(Entries for labeling bounding boxes)

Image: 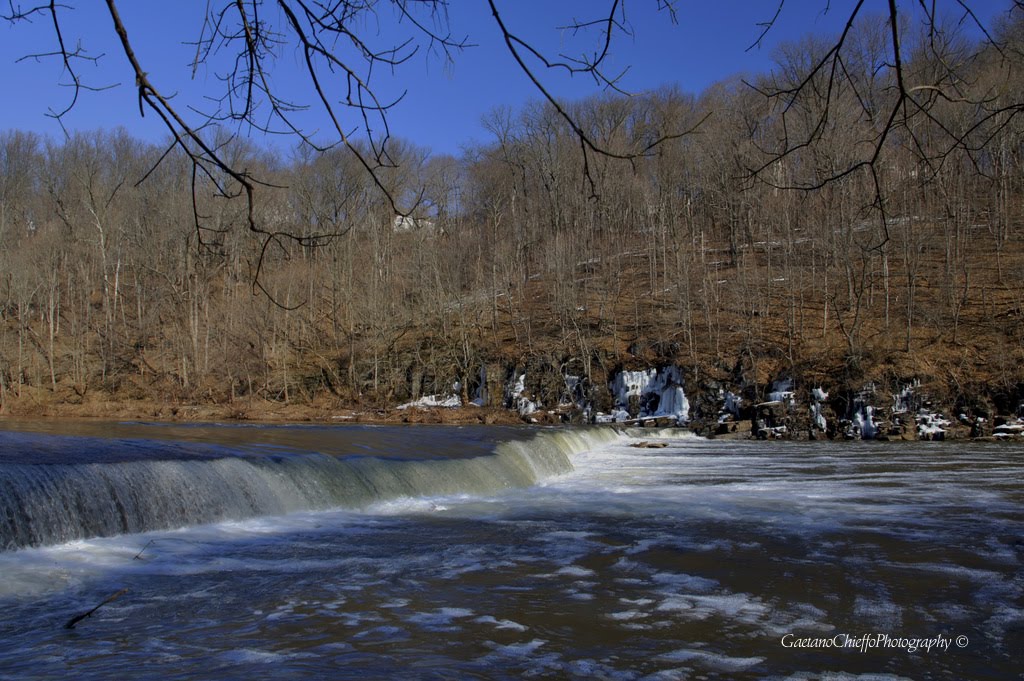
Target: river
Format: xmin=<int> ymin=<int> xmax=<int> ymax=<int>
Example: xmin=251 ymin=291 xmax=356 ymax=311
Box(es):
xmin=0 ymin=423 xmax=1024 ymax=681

==

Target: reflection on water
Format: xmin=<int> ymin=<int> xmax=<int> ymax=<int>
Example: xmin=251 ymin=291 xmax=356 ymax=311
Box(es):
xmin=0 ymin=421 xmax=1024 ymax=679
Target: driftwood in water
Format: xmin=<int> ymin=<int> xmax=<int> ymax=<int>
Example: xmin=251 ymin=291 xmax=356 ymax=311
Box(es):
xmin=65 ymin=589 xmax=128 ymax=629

◆ EXERCISE OBJECTIVE ◆
Which lines in the material above contain the word "water", with case taken into account? Copy out each of those lines.

◆ REPLY TO THE EXERCISE ◆
Target: reflection on water
Target: driftwood in water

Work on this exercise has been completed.